Records for the task.

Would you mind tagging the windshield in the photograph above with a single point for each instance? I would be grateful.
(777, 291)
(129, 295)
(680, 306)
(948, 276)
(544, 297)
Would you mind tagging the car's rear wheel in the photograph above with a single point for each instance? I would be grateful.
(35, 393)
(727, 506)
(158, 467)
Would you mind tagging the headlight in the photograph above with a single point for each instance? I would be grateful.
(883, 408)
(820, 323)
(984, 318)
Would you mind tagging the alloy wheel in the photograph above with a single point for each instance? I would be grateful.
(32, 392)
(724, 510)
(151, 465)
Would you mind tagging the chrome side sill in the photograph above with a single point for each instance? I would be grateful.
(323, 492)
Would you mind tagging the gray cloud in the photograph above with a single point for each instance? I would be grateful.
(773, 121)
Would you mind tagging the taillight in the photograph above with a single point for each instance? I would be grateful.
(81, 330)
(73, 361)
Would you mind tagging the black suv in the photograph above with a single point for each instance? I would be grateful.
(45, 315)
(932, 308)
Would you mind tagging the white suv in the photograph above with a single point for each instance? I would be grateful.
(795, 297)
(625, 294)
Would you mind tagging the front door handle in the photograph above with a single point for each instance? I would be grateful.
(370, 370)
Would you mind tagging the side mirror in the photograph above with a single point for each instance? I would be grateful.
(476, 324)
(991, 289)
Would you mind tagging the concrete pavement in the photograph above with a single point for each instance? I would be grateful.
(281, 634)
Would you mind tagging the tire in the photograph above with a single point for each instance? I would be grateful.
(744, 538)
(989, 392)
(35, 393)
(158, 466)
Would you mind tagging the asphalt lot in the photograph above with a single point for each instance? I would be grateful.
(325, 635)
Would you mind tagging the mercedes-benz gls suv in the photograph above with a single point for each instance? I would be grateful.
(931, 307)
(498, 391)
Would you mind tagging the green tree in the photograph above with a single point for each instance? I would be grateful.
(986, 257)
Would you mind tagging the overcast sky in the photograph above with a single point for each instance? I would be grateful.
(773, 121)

Challenge.
Reproduce every one of the records above verbatim, keeping them in their original order.

The completed task.
Would you mind tagging the windshield in the photograph above with a single point for each instance? I would be grateful.
(777, 291)
(129, 295)
(680, 306)
(948, 276)
(544, 297)
Would you mind tagging the car's rear wheel in the photograph above with a single point for each instance? I would be grateful.
(35, 393)
(727, 506)
(158, 467)
Would you mind tagging the headlight in the photograph above with a single point for each instance? I would be grateful.
(883, 408)
(820, 323)
(984, 318)
Would you mind tagging the alloy wheel in the photograph above with a single point for each instance? I would be grateful.
(32, 392)
(724, 510)
(151, 465)
Would you mind tagging the chrome side sill in the photograph above with a single point for each instance? I would be grateful.
(323, 492)
Would you mind tagging the gray cloud in the photograph above with a single point for each instance? I would be grateful.
(773, 121)
Would you mind tagging the taillight in the photograph above with a single point for each instance? I would be grateful.
(81, 330)
(73, 361)
Would you mind tagging the black suv in the photograph above with a single point for each instance? I would be grateful.
(45, 315)
(932, 308)
Would you mind tagging the white suv in the photograph above with a single point for each instance? I would be grateful.
(795, 297)
(625, 294)
Would you mind tagging the front door handle in the photograph above with a single point for each instance? I would be grateful.
(370, 370)
Would you mind tagging the side mirror in the photograph above with a single point for each instance? I would be grateful.
(476, 324)
(991, 289)
Would you mind tagging the concrete pavement in the photograph above with a single point for each instance? I would be grateful.
(281, 634)
Would you mind tagging the tire in the photograph above with a single point for each instance? I would be grateful.
(744, 538)
(989, 392)
(35, 393)
(158, 466)
Would you mind tagging the asphalt lot in the photograph above with a single point for each instance? I would be grateful.
(325, 635)
Would you mind tagging the mercedes-benz gls suv in the photograph above with a single point for each instance? I would be grateful.
(931, 307)
(498, 391)
Would you mind tagging the green tree in the photograph above with a single point for each instance? I would be grateful.
(986, 257)
Would you mind tagging the overcast sky in the photograph above with a single point for each instance? I would be grateful.
(773, 121)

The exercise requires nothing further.